• [Task requirements]
Transcribe every record below verbatim, omitting the pictures.

Object pointing dataset records
□ □ □ □ □

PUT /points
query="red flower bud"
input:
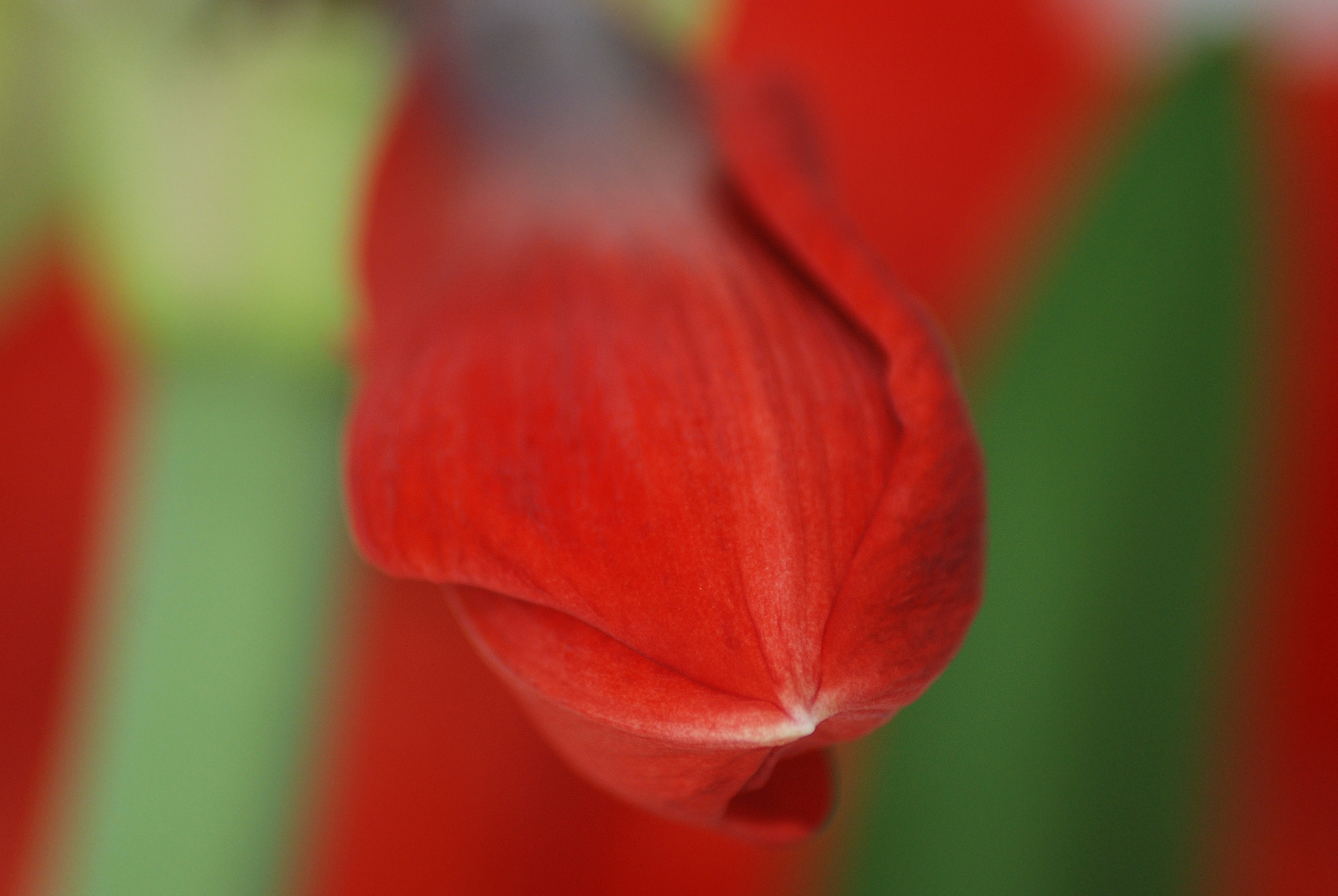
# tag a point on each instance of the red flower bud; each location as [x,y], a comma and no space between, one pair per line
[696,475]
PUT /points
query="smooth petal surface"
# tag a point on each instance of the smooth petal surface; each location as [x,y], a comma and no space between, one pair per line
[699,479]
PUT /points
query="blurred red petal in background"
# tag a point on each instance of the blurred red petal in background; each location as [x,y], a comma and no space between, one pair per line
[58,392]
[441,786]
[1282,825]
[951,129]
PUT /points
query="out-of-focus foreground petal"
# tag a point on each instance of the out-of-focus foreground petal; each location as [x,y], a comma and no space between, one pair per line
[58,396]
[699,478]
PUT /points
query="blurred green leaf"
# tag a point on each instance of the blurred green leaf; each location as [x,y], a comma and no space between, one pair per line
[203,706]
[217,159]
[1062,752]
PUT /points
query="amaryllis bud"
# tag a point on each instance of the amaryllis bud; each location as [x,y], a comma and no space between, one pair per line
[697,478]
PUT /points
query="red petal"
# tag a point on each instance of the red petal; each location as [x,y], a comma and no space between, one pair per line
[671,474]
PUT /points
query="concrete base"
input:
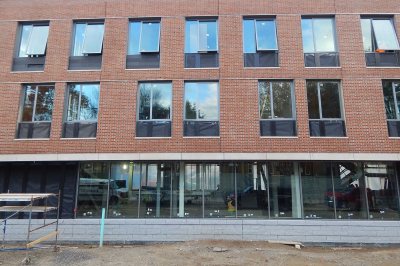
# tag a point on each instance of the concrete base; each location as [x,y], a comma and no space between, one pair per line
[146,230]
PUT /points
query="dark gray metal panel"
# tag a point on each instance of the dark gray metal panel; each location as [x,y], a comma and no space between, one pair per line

□ □ □ □ □

• [Task response]
PUT /points
query="red flower bud"
input:
# tag a point on each instance of the red flower bud; each location as [x,y], a comma and no space between, one pair per line
[696,475]
PUT /points
query="smooth petal surface"
# tag a point on each instance of the smooth petal surface; each location as [x,y], a comma and no space between, one pair per line
[699,479]
PUT /points
query="blurred red petal in background"
# tag a point on each instance of the blurred red petal in background; each location as [x,y], a comma and no space between, one pair per line
[58,392]
[441,786]
[1282,825]
[951,129]
PUT /points
query="out-of-focus foreground petal"
# tag a point on each instance of the out-of-focus foreground petal; each location as [x,y], a comma and no space between, one pair per line
[58,396]
[699,478]
PUT /points
query="blurred green leaf"
# tag a point on each instance of the blurred green leaf; each location as [x,y], a comma and no space between, one pair per line
[203,706]
[217,159]
[1062,752]
PUT /points
query="amaryllis bud"
# tag a point on each instance of the amaryllis bud; each location as [x,y], a comma and no space between, one pair per line
[697,478]
PUT /points
query="red petal"
# tag a point on each instance of the red petal; each location as [x,y], a comma and no space between, one pair per line
[671,474]
PUT /points
query="concrete base"
input:
# tag a point on each instance of the concrete base; each location as [x,y], a comma and no space between, one pair per line
[146,230]
PUT /points
query="dark gray metal panel"
# tag a point on each instance of the dark gray metal panel; each location as [x,y], a comma and no space between, one pair per line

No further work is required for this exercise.